■ Texte proposé ■

+ + +

Commentaire du thème dans le programme adapté :

Sujet d’étude : 1. L’évolution du travail et ses conséquences dans le monde industriel depuis le milieu du
XIXe siècle
L’évolution des techniques et les conséquences de cette évolution sur :

  • l’organisation du travail, dans l’entreprise et dans la société,
  • la redistribution du travail dans le monde.
    L’étude de l’exploitation minière en Nouvelle-Calédonie permettra d’illustrer ce thème à travers, entre
    autres, l’exemple de la société le Nickel :
  • Étude de l’évolution des techniques,
  • Observation des conditions de travail et des différents régimes des travailleurs, du syndicalisme avec son
    rapport éventuel aux autres secteurs d’activité,
  • On évoquera la division internationale du travail en abordant l’étude des projets miniers du Nord et du
    Sud.

+ + +

■ Consignes et exigences ■
Recopiez mot pour mot le passage du texte proposé situé entre « Commentaire du thème » et « dans le monde. », ces deux extraits compris.

■ Données présentées ■
+ + +

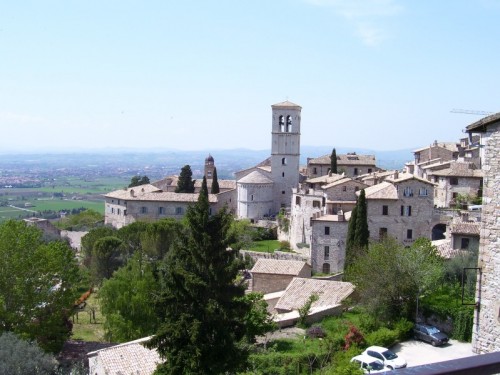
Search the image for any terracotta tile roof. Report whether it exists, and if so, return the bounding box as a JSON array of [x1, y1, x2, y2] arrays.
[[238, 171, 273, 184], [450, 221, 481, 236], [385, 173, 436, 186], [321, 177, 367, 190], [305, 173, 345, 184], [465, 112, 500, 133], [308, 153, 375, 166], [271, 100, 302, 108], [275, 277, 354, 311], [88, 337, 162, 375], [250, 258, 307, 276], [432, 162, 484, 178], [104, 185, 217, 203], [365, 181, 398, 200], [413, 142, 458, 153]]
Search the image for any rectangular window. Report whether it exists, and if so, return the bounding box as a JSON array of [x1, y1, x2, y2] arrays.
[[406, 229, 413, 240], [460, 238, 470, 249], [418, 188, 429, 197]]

+ + +

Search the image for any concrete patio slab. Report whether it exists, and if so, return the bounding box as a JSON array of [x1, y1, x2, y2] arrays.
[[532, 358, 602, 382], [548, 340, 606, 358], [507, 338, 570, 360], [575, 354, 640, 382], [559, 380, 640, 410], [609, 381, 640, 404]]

+ + +

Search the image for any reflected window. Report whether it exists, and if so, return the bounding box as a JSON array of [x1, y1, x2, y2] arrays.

+ + +

■ Réponse attendue ■
Commentaire du thème dans le programme adapté :

Sujet d’étude : 1. L’évolution du travail et ses conséquences dans le monde industriel depuis le milieu du
XIXe siècle
L’évolution des techniques et les conséquences de cette évolution sur :

  • l’organisation du travail, dans l’entreprise et dans la société,
  • la redistribution du travail dans le monde.